> Excerpt to read
____________________

Well, it really depends on the dealer and the relation between you and your CA. 2 weeks is a general timeframe. We did it a week before, some have done it a day before and I'm sure some had to do it 3 weeks before. Maybe not! But my point is that the dealer wants to make sure that you will absolutely sign the deal and your check clears up and your CA has enough time based on how busy he is and his work/vacation schedule to submit the paperwork to BMWNA, BMWFS and Welt. Remember that there are a lot of extra paperwork needed for an ED deal both on the US side and German side: ordering the EU plates, EU insurance, etc. They want to make sure that everything goes smoothly because you really don't want to show up at the Welt finding out that your car is not ready for pick up.


----------



## Ninong (May 20, 2014)

Value shopper said:


> Why are leases set up to begin 2 weeks or more before the car is picked up at welt? I understand signing paperwork in advance but I don't understand making the consumer pay for a lease before picking up the car?
> 
> I have read that some dealers will set the lease to begin when the car is picked up. Is that a common option and something that is at the dealer's discretion?


The lease begins the date you sign the lease agreement. You should sign the lease agreement a week before you depart for Munich but some dealers allow you to wait until just a couple of days, or even a couple of hours, before you leave. Your first payment is due when you sign the lease agreement and the second payment is due 30 days later but it is paid by BMWFS. You then start paying with the third payment one month after that.

____________________

> Dataset records
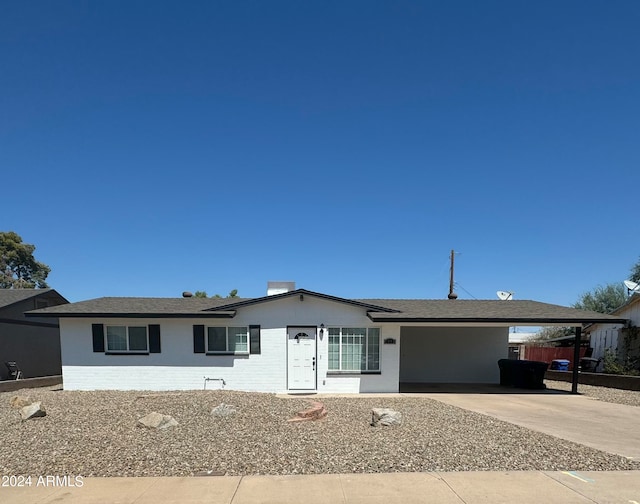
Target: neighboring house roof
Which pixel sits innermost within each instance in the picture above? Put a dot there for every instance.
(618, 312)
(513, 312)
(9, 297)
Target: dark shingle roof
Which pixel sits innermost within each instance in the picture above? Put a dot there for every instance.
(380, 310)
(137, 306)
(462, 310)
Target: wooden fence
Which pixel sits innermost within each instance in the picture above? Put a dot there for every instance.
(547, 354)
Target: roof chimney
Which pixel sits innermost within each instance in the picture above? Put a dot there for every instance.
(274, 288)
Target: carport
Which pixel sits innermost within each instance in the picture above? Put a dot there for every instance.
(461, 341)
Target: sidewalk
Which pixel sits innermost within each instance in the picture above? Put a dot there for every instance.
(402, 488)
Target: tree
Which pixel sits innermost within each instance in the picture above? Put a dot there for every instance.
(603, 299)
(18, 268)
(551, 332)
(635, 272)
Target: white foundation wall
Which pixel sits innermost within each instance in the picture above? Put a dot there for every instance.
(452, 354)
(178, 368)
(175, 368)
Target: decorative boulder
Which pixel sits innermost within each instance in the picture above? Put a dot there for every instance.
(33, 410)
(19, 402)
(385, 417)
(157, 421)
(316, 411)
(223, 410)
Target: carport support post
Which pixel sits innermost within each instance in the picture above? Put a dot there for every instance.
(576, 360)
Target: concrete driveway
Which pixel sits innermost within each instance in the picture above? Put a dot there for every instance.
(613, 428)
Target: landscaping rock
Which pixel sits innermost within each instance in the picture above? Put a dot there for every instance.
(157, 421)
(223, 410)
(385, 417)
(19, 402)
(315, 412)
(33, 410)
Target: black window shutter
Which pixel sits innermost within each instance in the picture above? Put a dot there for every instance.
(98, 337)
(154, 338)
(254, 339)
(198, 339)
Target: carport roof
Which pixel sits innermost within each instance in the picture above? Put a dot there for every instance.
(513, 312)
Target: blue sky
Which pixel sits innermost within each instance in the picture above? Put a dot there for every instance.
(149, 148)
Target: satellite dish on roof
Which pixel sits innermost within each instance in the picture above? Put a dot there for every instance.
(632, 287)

____________________

> Request
In the forum thread about European delivery leases, who pays the second lease payment?

> Written answer
BMWFS pays the second payment, which is due 30 days after the lease agreement is signed.